Object location annotation data:
□ □ □ □

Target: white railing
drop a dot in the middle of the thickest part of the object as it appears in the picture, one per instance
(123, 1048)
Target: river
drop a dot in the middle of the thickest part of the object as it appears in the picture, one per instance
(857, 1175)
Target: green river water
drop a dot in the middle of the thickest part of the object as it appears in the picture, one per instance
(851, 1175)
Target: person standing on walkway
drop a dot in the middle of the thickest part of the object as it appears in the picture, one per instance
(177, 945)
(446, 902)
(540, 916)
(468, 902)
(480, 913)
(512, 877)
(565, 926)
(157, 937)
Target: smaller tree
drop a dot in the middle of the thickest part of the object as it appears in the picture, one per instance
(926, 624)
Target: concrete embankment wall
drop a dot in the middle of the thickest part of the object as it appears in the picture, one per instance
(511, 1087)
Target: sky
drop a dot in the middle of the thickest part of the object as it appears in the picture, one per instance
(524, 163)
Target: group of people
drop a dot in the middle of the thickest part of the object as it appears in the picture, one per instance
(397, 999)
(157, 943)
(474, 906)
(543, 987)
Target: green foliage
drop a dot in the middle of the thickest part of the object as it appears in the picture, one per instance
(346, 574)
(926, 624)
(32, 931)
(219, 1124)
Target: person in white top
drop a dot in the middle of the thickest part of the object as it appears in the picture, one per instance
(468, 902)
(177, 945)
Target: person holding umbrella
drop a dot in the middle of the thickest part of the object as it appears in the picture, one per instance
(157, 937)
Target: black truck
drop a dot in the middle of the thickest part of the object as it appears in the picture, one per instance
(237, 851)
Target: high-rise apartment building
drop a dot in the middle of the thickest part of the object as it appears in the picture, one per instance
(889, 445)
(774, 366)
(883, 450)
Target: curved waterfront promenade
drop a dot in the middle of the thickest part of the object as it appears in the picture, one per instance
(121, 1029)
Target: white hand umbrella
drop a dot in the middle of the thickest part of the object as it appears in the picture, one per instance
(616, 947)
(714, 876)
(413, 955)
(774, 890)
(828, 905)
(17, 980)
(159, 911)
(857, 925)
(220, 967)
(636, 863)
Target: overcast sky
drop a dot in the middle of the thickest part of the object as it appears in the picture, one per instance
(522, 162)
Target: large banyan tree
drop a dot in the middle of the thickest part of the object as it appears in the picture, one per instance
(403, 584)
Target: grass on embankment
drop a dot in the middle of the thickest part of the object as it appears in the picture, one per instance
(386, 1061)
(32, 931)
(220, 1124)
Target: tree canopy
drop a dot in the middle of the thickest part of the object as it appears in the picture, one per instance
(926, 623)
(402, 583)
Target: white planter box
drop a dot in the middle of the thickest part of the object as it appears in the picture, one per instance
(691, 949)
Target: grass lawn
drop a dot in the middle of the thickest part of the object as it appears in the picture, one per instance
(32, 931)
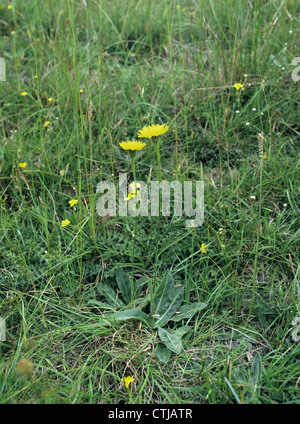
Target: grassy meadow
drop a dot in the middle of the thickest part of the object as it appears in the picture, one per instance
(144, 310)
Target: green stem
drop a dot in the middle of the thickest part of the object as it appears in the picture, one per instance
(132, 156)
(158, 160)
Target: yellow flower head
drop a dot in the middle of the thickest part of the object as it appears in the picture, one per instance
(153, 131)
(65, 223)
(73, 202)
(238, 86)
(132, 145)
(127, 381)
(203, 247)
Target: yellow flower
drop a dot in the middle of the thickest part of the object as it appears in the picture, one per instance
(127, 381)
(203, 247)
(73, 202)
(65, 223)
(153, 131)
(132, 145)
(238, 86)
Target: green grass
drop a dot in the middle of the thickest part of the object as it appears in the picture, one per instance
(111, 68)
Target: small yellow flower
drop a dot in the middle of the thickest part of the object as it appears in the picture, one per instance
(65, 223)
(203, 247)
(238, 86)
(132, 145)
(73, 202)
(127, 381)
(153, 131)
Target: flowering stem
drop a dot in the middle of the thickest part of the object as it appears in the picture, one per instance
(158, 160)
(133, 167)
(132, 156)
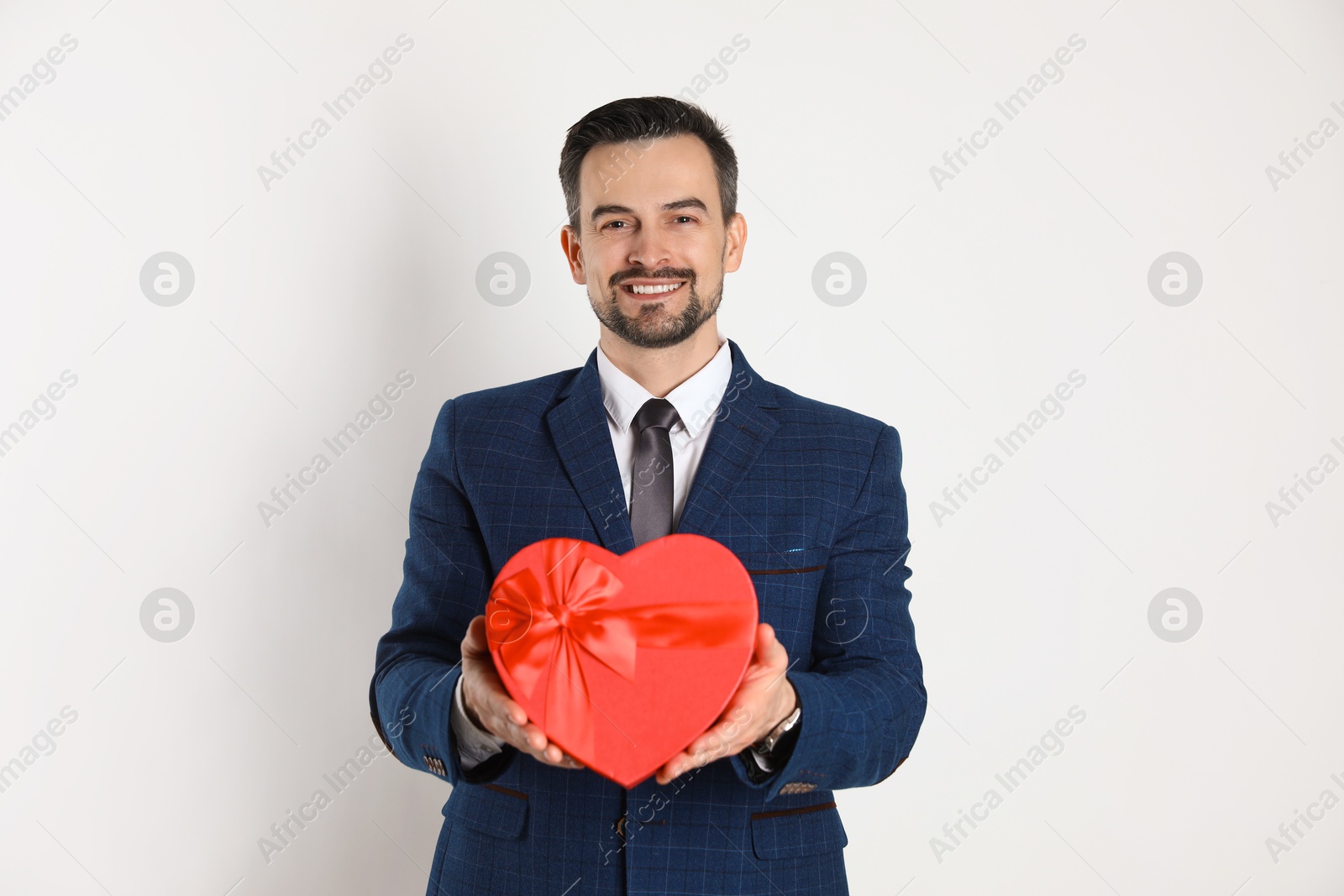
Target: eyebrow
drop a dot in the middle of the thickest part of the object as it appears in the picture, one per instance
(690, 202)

□ □ □ □

* _Written instruction_:
Rescale the data starting with the line that contains "Target: green grass" and going on through the end of the data. Reproduce every line, requests included, with each point coordinate multiplied by 1.8 and rounded to a whole number (halves round up). Leave the pictures out.

* _Problem solution_:
Target: green grass
drop a dot in the middle of the thickest part of the object as it appears in the picture, one per instance
(200, 122)
Target: small yellow flower
drop a dot in the middle of the thickest part of the object as it appears in the picture, one per instance
(117, 401)
(365, 445)
(428, 155)
(238, 261)
(131, 364)
(229, 686)
(275, 236)
Target: flowering stem
drop a dot in the middle of the thickest part of the object as it appears in the picture, one per instance
(284, 288)
(239, 301)
(238, 281)
Target: eyebrow
drop a dot in the middle of the thickest part of the object as it appears in the picture, one per instance
(1242, 364)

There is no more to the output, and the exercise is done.